- _TASK TO COMPLETE_:
Starting at the first line and ending at the one with "box: [134, 383, 147, 415]", give the lines of the listing again exactly, and nothing else; skip the pictures.

- _MATERIAL TO PROCESS_:
======
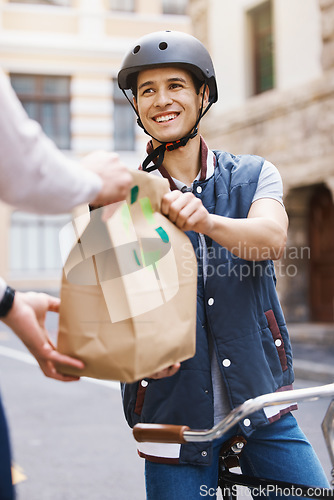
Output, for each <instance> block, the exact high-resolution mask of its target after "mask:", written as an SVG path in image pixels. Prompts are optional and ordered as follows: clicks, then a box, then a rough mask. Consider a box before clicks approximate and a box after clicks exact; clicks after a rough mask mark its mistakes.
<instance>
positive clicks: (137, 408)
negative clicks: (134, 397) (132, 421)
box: [134, 383, 147, 415]
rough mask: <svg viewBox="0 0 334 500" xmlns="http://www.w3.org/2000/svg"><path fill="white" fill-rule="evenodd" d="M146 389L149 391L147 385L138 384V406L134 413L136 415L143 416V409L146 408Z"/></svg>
mask: <svg viewBox="0 0 334 500" xmlns="http://www.w3.org/2000/svg"><path fill="white" fill-rule="evenodd" d="M146 389H147V385H142V384H141V383H139V384H138V389H137V398H136V405H135V409H134V413H135V414H136V415H141V412H142V409H143V406H144V400H145V393H146Z"/></svg>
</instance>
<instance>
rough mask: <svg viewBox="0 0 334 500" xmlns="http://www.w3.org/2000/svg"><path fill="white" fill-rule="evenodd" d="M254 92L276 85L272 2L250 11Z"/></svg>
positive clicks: (269, 88) (271, 88) (267, 88)
mask: <svg viewBox="0 0 334 500" xmlns="http://www.w3.org/2000/svg"><path fill="white" fill-rule="evenodd" d="M250 21H251V32H252V40H253V43H252V46H253V61H254V62H253V65H254V70H253V71H254V93H255V94H260V93H261V92H265V91H266V90H270V89H272V88H273V87H274V40H273V26H272V8H271V2H266V3H264V4H262V5H260V6H259V7H257V8H256V9H254V10H252V11H251V12H250Z"/></svg>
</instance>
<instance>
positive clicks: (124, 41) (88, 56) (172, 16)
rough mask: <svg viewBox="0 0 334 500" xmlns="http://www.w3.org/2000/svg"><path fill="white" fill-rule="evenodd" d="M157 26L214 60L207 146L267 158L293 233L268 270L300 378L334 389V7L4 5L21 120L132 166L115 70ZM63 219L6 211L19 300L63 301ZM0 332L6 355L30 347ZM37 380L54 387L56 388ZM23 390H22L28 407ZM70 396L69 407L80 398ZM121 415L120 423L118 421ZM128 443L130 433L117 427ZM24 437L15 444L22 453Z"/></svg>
mask: <svg viewBox="0 0 334 500" xmlns="http://www.w3.org/2000/svg"><path fill="white" fill-rule="evenodd" d="M165 29H169V30H179V31H184V32H187V33H191V34H194V35H195V36H197V37H198V38H199V39H200V40H201V41H202V42H203V43H204V44H205V45H206V47H207V48H208V50H209V51H210V53H211V55H212V58H213V61H214V65H215V68H216V74H217V80H218V90H219V101H218V103H217V104H215V105H214V106H213V108H212V109H211V111H210V113H208V115H206V117H205V118H204V120H203V125H202V133H203V135H204V137H205V139H206V140H207V142H208V144H209V146H210V147H211V148H212V149H224V150H227V151H230V152H232V153H234V154H239V153H240V154H241V153H252V154H258V155H260V156H264V157H265V158H266V159H267V160H269V161H271V162H272V163H274V164H275V165H276V166H277V168H278V169H279V171H280V173H281V175H282V178H283V183H284V202H285V206H286V209H287V212H288V215H289V219H290V230H289V240H288V244H287V249H286V252H285V255H284V257H283V259H282V260H281V261H280V262H278V263H277V265H276V268H277V275H278V278H279V280H278V290H279V295H280V299H281V302H282V305H283V309H284V312H285V315H286V318H287V321H288V323H289V326H290V331H291V333H292V338H293V341H294V342H295V343H296V346H295V352H296V353H297V357H298V353H300V358H301V359H300V361H301V364H300V365H299V368H300V370H301V371H299V372H297V374H301V376H302V377H305V378H311V379H312V377H313V379H314V380H322V381H324V380H326V381H327V379H331V380H333V373H334V372H333V371H331V370H330V368H332V370H333V365H334V364H333V359H334V204H333V196H334V0H39V1H28V0H0V65H1V66H2V68H3V69H4V71H5V72H6V73H7V74H8V75H9V76H10V78H11V82H12V85H13V87H14V89H15V90H16V92H17V94H18V96H19V98H20V100H21V102H22V104H23V106H24V107H25V109H26V110H27V112H28V114H29V115H30V116H31V117H33V118H34V119H36V120H37V121H39V122H40V123H41V125H42V127H43V129H44V131H45V132H46V133H47V134H48V135H49V137H51V138H52V139H53V140H54V141H55V143H56V144H57V145H58V147H59V148H61V149H62V150H63V151H64V153H65V154H66V155H69V156H70V157H74V158H75V157H81V156H82V155H84V154H85V153H89V152H92V151H94V150H96V149H106V150H114V151H117V152H118V153H119V154H120V155H121V157H122V159H123V160H124V161H125V162H126V163H127V164H128V165H129V166H130V167H131V168H136V167H137V166H138V164H139V163H140V161H141V160H142V159H143V156H144V152H145V145H146V141H147V137H146V136H145V134H144V133H143V132H142V131H141V129H139V127H137V126H136V123H135V116H134V113H133V111H132V109H131V107H130V106H129V105H128V103H127V101H126V100H125V98H124V97H123V94H122V93H121V92H120V90H119V89H118V86H117V83H116V78H117V73H118V70H119V68H120V65H121V61H122V58H123V55H124V53H125V52H126V50H127V49H128V48H129V47H131V45H132V44H133V41H134V40H135V39H137V38H138V37H140V36H142V35H144V34H146V33H149V32H152V31H157V30H165ZM0 112H1V110H0ZM69 218H70V214H64V215H61V216H57V217H54V216H52V217H50V216H36V215H33V214H28V213H23V212H20V211H17V210H15V209H12V208H10V207H8V206H7V205H5V204H1V203H0V242H1V243H0V252H1V253H0V276H3V277H4V278H5V279H6V280H7V282H8V283H9V284H10V285H11V286H13V287H15V288H17V289H20V290H28V289H36V290H43V291H48V292H51V293H53V294H58V293H59V286H60V276H61V262H60V253H59V243H58V233H59V230H60V228H61V227H62V226H63V225H64V224H65V223H66V222H67V221H68V220H69ZM54 323H55V320H52V321H51V324H52V325H53V328H54V331H55V332H56V326H55V324H54ZM52 325H51V327H52ZM3 330H4V331H3V332H0V336H1V335H2V337H1V340H2V344H3V345H5V346H6V345H9V346H10V347H13V348H15V349H18V350H23V349H24V348H22V346H20V345H19V343H15V340H14V341H13V339H12V338H11V337H9V335H10V334H9V333H8V331H6V329H3ZM8 339H10V340H8ZM12 342H14V344H13V345H12ZM314 346H317V348H316V349H317V354H316V349H315V347H314ZM8 352H9V351H8ZM23 354H24V353H23ZM22 359H23V358H22ZM305 360H306V361H305ZM297 361H298V360H297ZM312 361H315V363H313V365H311V363H312ZM303 362H304V365H303V364H302V363H303ZM6 363H9V362H8V361H6V362H5V372H4V373H5V374H6V375H5V376H4V377H2V379H3V380H4V378H5V379H6V376H8V374H9V373H12V372H11V370H12V371H13V374H15V373H16V370H17V367H16V366H15V363H18V361H11V363H14V366H12V365H10V366H9V365H8V366H7V365H6ZM305 363H306V364H305ZM324 363H325V365H326V370H323V371H322V372H321V370H322V368H321V366H322V365H323V364H324ZM28 364H29V363H28ZM311 366H313V367H315V368H314V370H313V371H312V369H311ZM11 367H12V368H11ZM296 367H297V368H298V362H297V363H296ZM21 369H22V370H23V369H24V370H31V369H32V368H31V367H28V368H27V366H26V367H25V368H20V370H21ZM303 370H304V371H303ZM317 370H318V371H317ZM319 370H320V372H321V373H320V372H319ZM310 372H312V374H311V376H309V374H310ZM34 373H35V372H34ZM324 373H325V375H324ZM27 376H28V375H27ZM13 377H14V378H15V375H13ZM34 377H37V375H36V374H35V375H34ZM326 377H327V378H326ZM37 378H38V377H37ZM41 378H42V375H39V378H38V380H40V379H41ZM27 380H30V379H27ZM17 383H18V384H19V383H20V382H19V381H18V382H17ZM26 383H28V382H27V381H26ZM34 383H35V381H34V380H32V381H31V384H34ZM36 383H37V382H36ZM41 383H43V384H44V383H46V384H52V385H47V386H46V387H50V388H51V387H52V388H54V387H57V388H58V387H59V386H58V385H57V383H54V382H53V381H52V382H50V381H46V382H44V381H43V382H41ZM13 384H14V379H13ZM55 384H56V385H55ZM13 387H15V385H13ZM16 387H17V386H16ZM34 387H35V386H34ZM93 389H94V397H95V398H98V395H99V392H96V389H95V388H93ZM27 390H28V391H29V389H28V388H25V389H23V388H22V389H21V392H22V398H23V399H24V395H25V394H26V391H27ZM39 390H40V391H43V390H44V389H39ZM50 390H51V389H50ZM65 390H66V391H68V389H60V388H59V389H57V391H65ZM82 390H83V388H82V387H81V391H82ZM89 390H90V391H91V389H89ZM4 391H5V397H7V400H8V401H9V403H11V401H12V398H13V401H12V406H11V405H10V404H9V409H8V411H9V413H10V417H11V418H12V419H13V421H14V422H15V423H16V422H17V425H18V426H20V429H21V430H22V432H23V429H22V425H23V421H22V412H21V411H19V409H18V407H17V397H15V394H14V392H15V389H13V390H12V389H11V382H8V384H7V386H6V387H5V388H4ZM6 391H7V396H6ZM57 391H56V392H57ZM70 391H76V390H75V389H70ZM99 391H100V392H103V391H106V389H105V387H103V388H100V389H99ZM40 394H44V393H43V392H41V393H40ZM45 394H49V392H48V389H46V393H45ZM66 394H67V395H68V394H72V392H71V393H68V392H67V393H66ZM75 394H76V397H79V399H80V393H78V392H75ZM101 396H102V395H101ZM45 397H47V396H45ZM49 397H50V396H49ZM57 397H59V394H58V392H57ZM67 397H68V399H69V400H70V401H72V403H73V401H74V399H72V398H74V396H73V395H72V396H71V397H70V396H67ZM113 397H116V396H113ZM108 398H109V396H108ZM117 398H119V395H118V394H117ZM28 399H29V398H28ZM51 399H52V398H51ZM102 399H103V400H105V398H104V394H103V398H102ZM80 401H82V400H81V399H80ZM108 401H109V400H108ZM109 403H110V401H109ZM109 403H108V404H109ZM27 404H28V407H29V403H27ZM50 404H51V402H50ZM96 404H97V406H99V403H96ZM110 404H111V403H110ZM118 404H119V405H120V401H119V399H117V405H118ZM22 405H24V402H22ZM28 407H27V409H26V412H27V413H26V416H27V418H28V416H29V410H28ZM75 407H76V408H77V409H78V408H80V404H78V405H75ZM93 408H94V407H90V411H92V409H93ZM119 408H120V407H119ZM119 408H118V410H117V411H118V412H120V409H119ZM56 411H57V410H55V409H53V410H52V413H53V414H54V413H55V412H56ZM59 411H60V410H59ZM73 411H74V409H73ZM83 411H84V410H83ZM110 411H112V412H113V411H114V410H111V409H110ZM36 412H37V410H36ZM36 414H37V413H36ZM34 415H35V413H34V411H33V413H32V414H31V415H30V418H31V421H32V422H34V421H35V420H34ZM35 416H36V415H35ZM109 417H110V415H108V418H107V420H108V422H109ZM118 418H119V420H120V421H121V420H122V416H121V414H119V417H118ZM94 419H95V420H96V417H94ZM122 425H123V424H122ZM32 426H34V424H32ZM88 427H89V426H88V424H87V428H88ZM89 428H90V427H89ZM100 430H101V426H100ZM119 432H121V431H119ZM123 432H124V435H125V434H126V432H128V431H127V429H126V427H125V424H124V430H123ZM69 434H70V435H73V429H69ZM116 434H117V433H116ZM29 435H31V429H30V430H29V432H28V430H27V436H29ZM126 435H127V434H126ZM120 436H122V434H120ZM21 437H22V436H16V435H14V439H15V448H16V449H17V450H18V451H20V452H21V450H20V447H22V446H23V445H22V439H21ZM80 439H81V438H80V436H79V435H78V441H80ZM91 439H92V440H93V437H92V438H91ZM101 439H102V440H103V438H101ZM122 439H123V438H122ZM125 439H126V438H125ZM40 443H43V439H42V438H41V439H40ZM35 444H36V443H35ZM32 446H34V445H32ZM36 446H37V445H36ZM50 446H51V445H50ZM131 446H132V444H131ZM28 449H29V447H28ZM24 453H27V454H28V455H29V453H30V452H29V453H28V451H27V449H26V447H25V448H24V450H22V454H23V455H21V456H23V458H24V456H25V455H24ZM58 453H59V452H58ZM32 454H33V452H32ZM75 456H77V455H76V454H75ZM83 456H84V453H82V455H81V457H83ZM102 456H103V454H102ZM95 458H96V457H95ZM22 460H23V459H22ZM23 461H24V460H23ZM23 465H24V467H25V468H27V464H23ZM39 466H40V463H39ZM114 466H115V464H114ZM131 467H132V466H131ZM37 470H38V469H37ZM122 470H124V469H123V468H122ZM131 470H132V468H130V469H129V471H128V473H126V476H127V477H128V478H129V477H130V476H129V475H131V474H132V472H131ZM29 474H30V475H31V474H32V475H34V473H33V472H29ZM29 474H28V476H29ZM123 475H124V472H123ZM78 477H79V476H78ZM82 477H84V475H83V476H82ZM82 477H81V479H82ZM100 479H101V478H100ZM96 480H98V479H96ZM78 481H79V480H78ZM123 481H124V482H126V478H125V477H124V478H123V479H122V482H123ZM135 488H136V486H135ZM140 488H142V483H141V486H140ZM22 491H23V492H24V491H25V493H22V495H23V496H22V497H21V498H23V499H28V500H35V498H36V499H38V498H41V499H43V500H46V499H47V498H50V499H51V498H52V499H56V498H59V499H60V498H67V499H69V498H91V497H93V498H130V497H131V495H130V494H129V493H127V494H124V496H122V494H118V496H117V495H115V496H113V495H111V496H110V497H109V496H108V495H107V494H106V496H105V497H104V496H103V495H102V494H101V495H100V496H96V495H95V496H94V493H92V496H90V495H88V493H87V496H85V495H84V496H83V495H82V494H81V496H80V495H79V494H78V495H79V496H77V494H76V493H74V492H73V495H74V496H71V490H69V489H67V490H65V491H66V494H65V493H64V492H59V496H57V495H58V494H54V495H52V493H50V496H48V494H47V491H46V490H44V493H43V494H41V496H39V493H38V494H37V493H36V490H34V491H35V492H34V493H32V490H31V491H30V490H22ZM27 491H29V493H27ZM50 491H52V489H51V490H50ZM35 495H36V496H35ZM64 495H65V496H64ZM142 495H143V493H140V494H139V495H138V498H143V496H142Z"/></svg>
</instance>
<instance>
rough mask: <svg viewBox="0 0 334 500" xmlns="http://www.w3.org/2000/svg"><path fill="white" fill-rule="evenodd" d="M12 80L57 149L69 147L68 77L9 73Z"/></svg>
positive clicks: (26, 105) (22, 96)
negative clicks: (58, 148) (39, 75)
mask: <svg viewBox="0 0 334 500" xmlns="http://www.w3.org/2000/svg"><path fill="white" fill-rule="evenodd" d="M11 81H12V85H13V87H14V90H15V91H16V93H17V95H18V97H19V99H20V100H21V102H22V104H23V107H24V108H25V110H26V111H27V113H28V115H29V116H30V117H31V118H33V119H34V120H37V121H38V122H39V123H40V124H41V126H42V128H43V130H44V132H45V133H46V134H47V135H48V136H49V137H50V138H51V139H52V140H53V141H54V142H55V143H56V144H57V146H58V147H59V148H60V149H70V147H71V133H70V119H71V117H70V78H69V77H66V76H34V75H11Z"/></svg>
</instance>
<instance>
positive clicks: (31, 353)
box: [2, 292, 84, 382]
mask: <svg viewBox="0 0 334 500" xmlns="http://www.w3.org/2000/svg"><path fill="white" fill-rule="evenodd" d="M59 304H60V300H59V299H57V298H56V297H51V296H50V295H47V294H46V293H36V292H25V293H21V292H16V293H15V298H14V302H13V306H12V308H11V309H10V311H9V312H8V314H7V315H6V316H5V317H4V318H2V321H3V322H4V323H5V324H6V325H8V326H9V327H10V328H11V329H12V330H13V332H14V333H16V335H17V336H18V337H19V338H20V339H21V340H22V342H23V343H24V344H25V345H26V347H27V348H28V349H29V351H30V352H31V354H32V355H33V356H34V357H35V358H36V360H37V361H38V364H39V366H40V368H41V370H42V371H43V373H44V374H45V375H46V376H47V377H51V378H54V379H56V380H62V381H64V382H70V381H73V380H78V379H79V377H73V376H69V375H62V374H61V373H58V372H57V368H56V367H57V364H62V365H67V366H71V367H74V368H79V369H82V368H84V364H83V363H82V361H79V360H78V359H74V358H71V357H69V356H66V355H64V354H60V353H59V352H58V351H57V350H56V348H55V346H54V345H53V343H52V342H51V340H50V338H49V335H48V332H47V330H46V328H45V318H46V313H47V312H48V311H52V312H58V311H59Z"/></svg>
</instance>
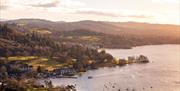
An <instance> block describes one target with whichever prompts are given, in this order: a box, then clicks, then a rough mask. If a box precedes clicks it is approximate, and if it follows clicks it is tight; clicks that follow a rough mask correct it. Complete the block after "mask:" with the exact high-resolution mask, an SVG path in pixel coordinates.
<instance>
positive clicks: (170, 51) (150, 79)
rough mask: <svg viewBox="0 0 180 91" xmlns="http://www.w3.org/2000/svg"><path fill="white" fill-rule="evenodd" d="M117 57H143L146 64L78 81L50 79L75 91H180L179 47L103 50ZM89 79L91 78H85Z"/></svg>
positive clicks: (88, 71)
mask: <svg viewBox="0 0 180 91" xmlns="http://www.w3.org/2000/svg"><path fill="white" fill-rule="evenodd" d="M106 51H107V52H108V53H110V54H112V55H113V56H114V57H116V58H127V57H128V56H136V55H140V54H142V55H145V56H147V57H148V58H149V60H150V63H147V64H130V65H125V66H121V67H118V66H117V67H111V68H108V67H105V68H99V69H97V70H90V71H88V72H85V73H84V74H83V75H82V76H81V77H78V78H77V79H71V78H59V79H51V80H52V83H53V85H55V86H58V85H68V84H76V88H77V90H78V91H180V45H150V46H140V47H134V48H132V49H106ZM88 76H93V78H92V79H88Z"/></svg>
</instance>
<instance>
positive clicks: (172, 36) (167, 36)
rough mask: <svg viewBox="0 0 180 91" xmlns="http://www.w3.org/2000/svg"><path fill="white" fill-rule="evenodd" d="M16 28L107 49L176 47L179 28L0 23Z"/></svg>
mask: <svg viewBox="0 0 180 91" xmlns="http://www.w3.org/2000/svg"><path fill="white" fill-rule="evenodd" d="M1 24H10V25H16V27H14V28H13V29H14V30H20V31H22V32H32V31H38V32H39V33H42V34H52V35H53V36H54V37H55V38H54V39H57V40H61V41H70V42H76V43H82V44H84V43H85V44H89V45H94V44H96V45H102V46H103V47H108V48H130V47H133V46H140V45H149V44H151V45H152V44H179V43H180V41H179V40H180V25H168V24H150V23H137V22H105V21H90V20H86V21H79V22H63V21H59V22H52V21H49V20H42V19H18V20H9V21H2V22H1Z"/></svg>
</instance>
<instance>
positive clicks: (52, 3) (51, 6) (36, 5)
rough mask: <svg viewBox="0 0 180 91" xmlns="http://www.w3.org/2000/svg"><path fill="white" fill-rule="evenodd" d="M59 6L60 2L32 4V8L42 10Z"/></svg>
======
- _ANSWER TO THE PROBLEM_:
Output, for each <instance> block, the exact high-resolution mask of its target after "mask:", written as an SVG path in image pixels. Prompts are optional and ordered as follows: clicks, then a box, then a rough mask. Consider a box before clicks approximate and a box after clicks exact; clicks after a rough mask mark its mistakes.
<instance>
positive clicks: (137, 408)
negative clicks: (134, 397) (132, 421)
box: [134, 383, 147, 415]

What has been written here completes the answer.